• **TASK REQUIREMENTS**
1 – Reproduce the listing verbatim, starting at the line that contains "indicate the teddy bear, one dot per instance" and running through the final line of the listing, with both of those lines included.
2 – Pick up the email exchange about network configuration and state immediately after its final line, and write on from there.
# start of TEXT PASSAGE
On 11-Jul-21 05:06, Alan DeKok wrote:
> On Jul 10, 2021, at 12:44 PM, Michael Richardson <[email protected]> 
> wrote:
>> Alan DeKok <[email protected]> wrote:
>>>  Networks are generally organized by configuration, not by state.
>>> i.e. the "state" of the network, such as it is, is buried inside a
>>> random grab-bag collection of configuration files and running data
>>> structures, on multiple systems, in multiple formats.  There is no way
>>> to say "move to state X", or even to query what state the network is
>>> currently in.
>>
>> That's an interesting and rather profound observation, I think.
> 
>   Thanks.  As background, most of the networking code I've written in the 
> last 25 years is wrong.  Not that it doesn't work, it does.
> 
>   But as time progresses, I find myself moving to a much more state oriented 
> approach.  The code is easier to understand, and easier to debug
> 
>> 90% of debugging (of both programs and networks) is about getting the right
>> set of observations.    A difficulty is that it's so hard to capture the
>> state.
# end of TEXT PASSAGE
# start of SOURCE DATA
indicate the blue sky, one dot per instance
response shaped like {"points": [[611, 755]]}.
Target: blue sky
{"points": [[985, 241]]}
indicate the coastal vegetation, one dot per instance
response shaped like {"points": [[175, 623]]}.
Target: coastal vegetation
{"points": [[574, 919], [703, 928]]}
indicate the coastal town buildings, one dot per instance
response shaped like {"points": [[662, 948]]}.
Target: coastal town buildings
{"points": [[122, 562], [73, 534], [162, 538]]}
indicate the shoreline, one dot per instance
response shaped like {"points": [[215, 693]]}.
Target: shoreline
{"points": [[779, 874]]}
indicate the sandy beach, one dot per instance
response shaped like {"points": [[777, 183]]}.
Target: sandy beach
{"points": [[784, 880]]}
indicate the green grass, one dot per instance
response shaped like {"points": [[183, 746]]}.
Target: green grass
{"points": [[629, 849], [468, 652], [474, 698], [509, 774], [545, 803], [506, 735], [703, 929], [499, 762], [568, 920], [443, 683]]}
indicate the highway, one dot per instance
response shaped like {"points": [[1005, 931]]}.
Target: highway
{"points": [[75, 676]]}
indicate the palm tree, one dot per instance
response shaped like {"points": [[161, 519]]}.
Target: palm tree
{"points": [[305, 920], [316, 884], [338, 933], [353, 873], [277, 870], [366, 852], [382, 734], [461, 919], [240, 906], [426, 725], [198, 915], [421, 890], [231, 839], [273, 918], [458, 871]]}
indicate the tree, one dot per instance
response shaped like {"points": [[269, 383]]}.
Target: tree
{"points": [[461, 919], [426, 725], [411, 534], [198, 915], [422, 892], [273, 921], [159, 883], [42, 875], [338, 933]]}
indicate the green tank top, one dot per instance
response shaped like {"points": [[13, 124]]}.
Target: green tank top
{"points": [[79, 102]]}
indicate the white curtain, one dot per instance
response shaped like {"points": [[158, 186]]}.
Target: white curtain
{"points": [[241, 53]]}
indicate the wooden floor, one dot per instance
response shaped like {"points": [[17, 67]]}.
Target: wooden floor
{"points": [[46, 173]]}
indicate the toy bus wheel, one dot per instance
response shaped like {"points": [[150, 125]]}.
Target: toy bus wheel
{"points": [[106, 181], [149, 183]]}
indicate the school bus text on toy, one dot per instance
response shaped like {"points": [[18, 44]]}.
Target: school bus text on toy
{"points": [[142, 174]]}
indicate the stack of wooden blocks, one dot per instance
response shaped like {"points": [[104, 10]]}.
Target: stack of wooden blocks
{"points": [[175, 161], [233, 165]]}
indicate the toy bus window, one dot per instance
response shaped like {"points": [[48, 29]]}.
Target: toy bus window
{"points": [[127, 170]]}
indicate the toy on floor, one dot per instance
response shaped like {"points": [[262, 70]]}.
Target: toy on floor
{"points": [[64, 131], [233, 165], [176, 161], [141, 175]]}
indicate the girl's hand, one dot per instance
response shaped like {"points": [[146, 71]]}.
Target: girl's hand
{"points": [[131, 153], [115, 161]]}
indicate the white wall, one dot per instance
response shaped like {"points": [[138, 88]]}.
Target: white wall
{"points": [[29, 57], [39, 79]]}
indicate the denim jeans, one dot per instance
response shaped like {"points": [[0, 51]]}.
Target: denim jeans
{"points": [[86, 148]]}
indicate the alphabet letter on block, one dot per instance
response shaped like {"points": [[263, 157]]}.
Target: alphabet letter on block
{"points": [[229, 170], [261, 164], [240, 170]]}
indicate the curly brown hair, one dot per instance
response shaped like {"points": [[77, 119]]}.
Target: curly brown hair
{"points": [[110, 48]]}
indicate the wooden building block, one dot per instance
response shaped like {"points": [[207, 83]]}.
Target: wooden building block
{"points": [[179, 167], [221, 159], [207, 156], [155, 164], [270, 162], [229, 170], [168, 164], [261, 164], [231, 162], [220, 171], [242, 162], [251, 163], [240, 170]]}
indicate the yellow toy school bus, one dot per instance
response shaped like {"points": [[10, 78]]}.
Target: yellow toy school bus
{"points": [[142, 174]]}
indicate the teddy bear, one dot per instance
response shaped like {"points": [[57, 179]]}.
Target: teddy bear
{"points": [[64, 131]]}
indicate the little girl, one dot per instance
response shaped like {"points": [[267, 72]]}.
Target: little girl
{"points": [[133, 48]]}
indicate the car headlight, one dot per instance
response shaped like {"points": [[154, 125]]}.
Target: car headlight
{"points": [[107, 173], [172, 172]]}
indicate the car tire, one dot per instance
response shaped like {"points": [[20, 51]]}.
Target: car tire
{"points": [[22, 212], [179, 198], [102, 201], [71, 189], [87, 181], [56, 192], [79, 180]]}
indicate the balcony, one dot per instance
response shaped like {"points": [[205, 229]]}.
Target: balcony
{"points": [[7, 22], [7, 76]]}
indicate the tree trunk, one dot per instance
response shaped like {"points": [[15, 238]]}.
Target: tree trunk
# end of SOURCE DATA
• **EXERCISE ANSWERS**
1 –
indicate the teddy bear, one dot per instance
response shaped like {"points": [[57, 179]]}.
Target: teddy bear
{"points": [[64, 131]]}
indicate the little girl, one dot per instance
response shaped like {"points": [[267, 72]]}.
Target: little girl
{"points": [[133, 48]]}
indicate the car headlight, one dot per instance
response shaped like {"points": [[154, 125]]}.
Target: car headlight
{"points": [[107, 173], [172, 172]]}
indicate the car tire, one dot per instance
response shaped like {"points": [[20, 51]]}.
Target: car tire
{"points": [[22, 212], [179, 198], [102, 201], [71, 189], [87, 181], [56, 192], [79, 180]]}
indicate the balcony, one dot per instance
response shaped like {"points": [[205, 229]]}.
Target: balcony
{"points": [[7, 22], [7, 76]]}
indicate the tree trunk, one dot per instance
response shaped like {"points": [[15, 238]]}.
Target: tree trunk

2 –
> 
>   Especially when the state is embodied in a collection of variables, and 
> if/then/else procedural code which checks those variables.
> 
>   As compared to "the current state handler is function X.  So I know it's in 
> state X".  How did it get there?  That's easy, instrument the state 
> transitions, and print those out.

However, that doesn't work at network scale. There's a peculiar form of special 
relativity in a network; because messages take finite time to propagate state 
changes between nodes, there can be no meaningful "state" for the network as a 
whole, only N partial states known to each of N nodes. Your view of your 
neighbour's state is always potentially out of date. That applies to each ASA 
in an ANIMA-style network, too. A GRASP negotiation is explicitly negotiating 
state with a peer ASA.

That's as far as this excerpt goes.